The entries below are to be reproduced in full, exactly as written.

┌────────

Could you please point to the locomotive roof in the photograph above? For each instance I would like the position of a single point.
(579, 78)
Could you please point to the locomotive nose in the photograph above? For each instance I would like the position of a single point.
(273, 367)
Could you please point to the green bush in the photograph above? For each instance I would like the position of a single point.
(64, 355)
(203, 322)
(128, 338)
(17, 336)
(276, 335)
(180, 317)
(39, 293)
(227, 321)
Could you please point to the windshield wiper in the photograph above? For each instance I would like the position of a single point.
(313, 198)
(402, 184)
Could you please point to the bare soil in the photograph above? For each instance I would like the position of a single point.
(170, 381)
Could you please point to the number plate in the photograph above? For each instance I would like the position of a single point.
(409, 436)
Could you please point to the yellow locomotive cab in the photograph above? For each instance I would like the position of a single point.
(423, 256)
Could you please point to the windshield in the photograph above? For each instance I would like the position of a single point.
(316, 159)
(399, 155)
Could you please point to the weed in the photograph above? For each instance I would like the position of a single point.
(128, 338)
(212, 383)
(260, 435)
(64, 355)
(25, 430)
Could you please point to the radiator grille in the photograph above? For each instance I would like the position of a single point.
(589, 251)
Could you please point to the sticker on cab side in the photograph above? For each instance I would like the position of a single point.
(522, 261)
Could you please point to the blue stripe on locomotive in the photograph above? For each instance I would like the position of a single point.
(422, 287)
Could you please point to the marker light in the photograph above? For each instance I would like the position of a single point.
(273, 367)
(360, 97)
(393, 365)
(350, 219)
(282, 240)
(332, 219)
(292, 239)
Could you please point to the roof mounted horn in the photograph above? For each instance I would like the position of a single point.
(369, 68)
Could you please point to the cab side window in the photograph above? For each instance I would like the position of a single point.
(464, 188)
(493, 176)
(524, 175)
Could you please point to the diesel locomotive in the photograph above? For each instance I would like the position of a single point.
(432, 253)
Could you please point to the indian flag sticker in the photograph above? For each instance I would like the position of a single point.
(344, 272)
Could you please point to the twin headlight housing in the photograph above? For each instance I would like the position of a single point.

└────────

## EXPECTED ANSWER
Could you please point to the locomotive roof in the photograph above? For each instance I would like the position of a single point.
(579, 78)
Could you please point to the locomotive nose in the photograph above? For each instance I would like the position of a single point.
(273, 367)
Could you please point to the green bush in the photograph above? For each instance I would like the position of a single point.
(64, 355)
(203, 322)
(128, 338)
(17, 336)
(276, 335)
(180, 317)
(39, 293)
(227, 321)
Could you please point to the windshield wiper in the photograph above? For each instance I would like the position of a single point.
(313, 198)
(402, 184)
Could you please point to the bare soil in the photograph above? For each instance I would like the position of a single point.
(170, 381)
Could you please point to the number plate in the photograph above? For each instance I would like the position of a single point.
(409, 436)
Could you please point to the yellow locomotive cab in the photograph above? For each instance I would like the position of a single point.
(423, 256)
Could you please point to the windshield in the photograph above? For each instance I would like the position of a single point.
(316, 159)
(399, 155)
Could you please point to the weed in the photograph above? For each instance I would like the position of a single point.
(128, 338)
(212, 383)
(260, 435)
(64, 355)
(25, 430)
Could you please point to the radiator grille in the photograph above? For each instance I would like the position of a single point.
(589, 251)
Could you please point to the sticker on cab side in the photograph above? For each instance I would like the position of a single point.
(522, 261)
Could you please point to the blue stripe on locomotive in the photograph above? For each instance I would like the position of a single point.
(422, 287)
Could you please point to the marker light in the photograph above? For each instance I would like the position of a single point.
(273, 367)
(360, 97)
(393, 365)
(350, 219)
(282, 240)
(332, 219)
(292, 239)
Could you please point to the roof mounted horn in the photograph above? For each instance I would like the position of a single point.
(369, 68)
Could you please point to the cab side window in the photograph above? For each instance I would like the position of a single point.
(464, 188)
(493, 176)
(524, 175)
Could you please point to the diesel locomotive in the photograph above? For each instance I would like the position of a single point.
(432, 253)
Could you please point to the indian flag sticker in the photograph above? For each instance I would like the position of a single point.
(344, 272)
Could you please point to the twin headlight housing in the photograph above? For each instance I would like the position of a single point.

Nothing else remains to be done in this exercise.